▶ MATERIAL SUPPLIED:
• • • • • • •

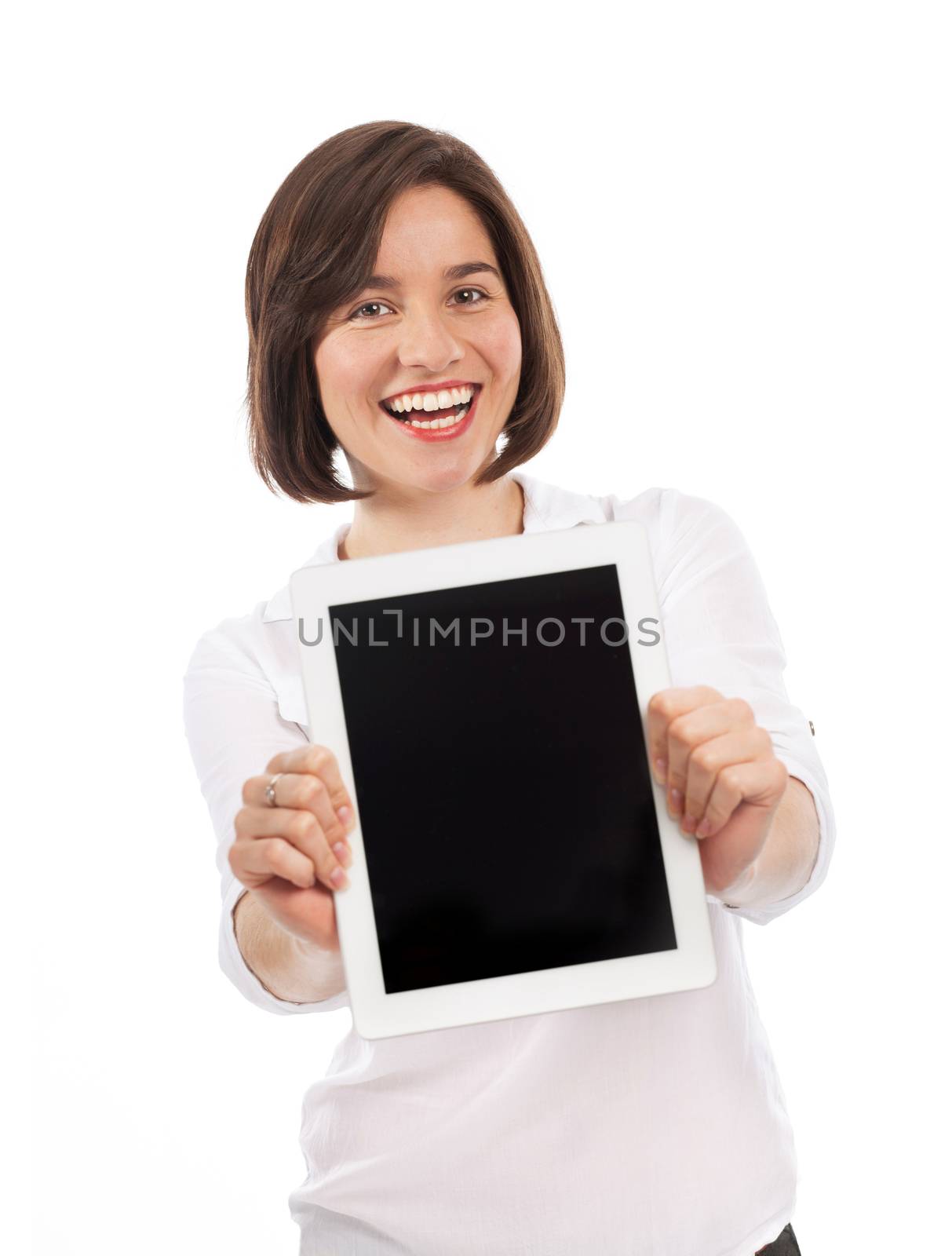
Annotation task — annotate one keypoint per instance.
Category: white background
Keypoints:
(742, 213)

• • • • • • •

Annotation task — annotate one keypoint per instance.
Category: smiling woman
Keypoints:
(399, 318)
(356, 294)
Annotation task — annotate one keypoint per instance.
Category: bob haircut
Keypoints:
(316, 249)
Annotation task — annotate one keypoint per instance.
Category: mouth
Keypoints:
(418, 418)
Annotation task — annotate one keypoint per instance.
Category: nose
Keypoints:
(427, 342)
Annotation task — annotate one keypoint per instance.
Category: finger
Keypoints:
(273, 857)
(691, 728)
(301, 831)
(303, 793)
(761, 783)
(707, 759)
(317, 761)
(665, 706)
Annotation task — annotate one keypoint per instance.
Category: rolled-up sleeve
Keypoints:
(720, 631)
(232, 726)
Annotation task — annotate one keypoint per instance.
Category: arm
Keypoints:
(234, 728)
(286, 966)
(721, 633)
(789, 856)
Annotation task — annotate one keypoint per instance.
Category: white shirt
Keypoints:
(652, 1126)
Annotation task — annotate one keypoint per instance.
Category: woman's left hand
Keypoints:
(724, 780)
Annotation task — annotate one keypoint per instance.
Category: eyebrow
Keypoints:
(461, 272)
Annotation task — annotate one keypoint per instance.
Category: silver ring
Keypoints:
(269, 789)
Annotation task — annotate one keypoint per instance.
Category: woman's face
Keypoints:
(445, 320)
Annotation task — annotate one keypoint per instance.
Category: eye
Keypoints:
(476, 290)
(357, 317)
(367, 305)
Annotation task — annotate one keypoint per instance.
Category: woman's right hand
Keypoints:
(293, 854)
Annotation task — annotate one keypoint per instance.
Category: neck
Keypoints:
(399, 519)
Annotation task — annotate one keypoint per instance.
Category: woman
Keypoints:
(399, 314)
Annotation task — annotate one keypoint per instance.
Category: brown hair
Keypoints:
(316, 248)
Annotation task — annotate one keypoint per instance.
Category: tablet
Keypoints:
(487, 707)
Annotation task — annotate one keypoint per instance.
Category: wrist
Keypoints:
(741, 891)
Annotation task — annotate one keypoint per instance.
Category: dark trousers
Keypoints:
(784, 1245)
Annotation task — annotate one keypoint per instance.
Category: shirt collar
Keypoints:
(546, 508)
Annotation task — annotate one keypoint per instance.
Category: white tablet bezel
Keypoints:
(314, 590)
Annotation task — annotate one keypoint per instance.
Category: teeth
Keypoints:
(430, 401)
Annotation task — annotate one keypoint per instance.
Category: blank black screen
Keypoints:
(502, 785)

• • • • • • •

▶ REQUIRED ACTION:
Across the records above, how many lines does the word "hand" appear on? Reply with the number only.

▶ REPLY TO THE EXERCISE:
2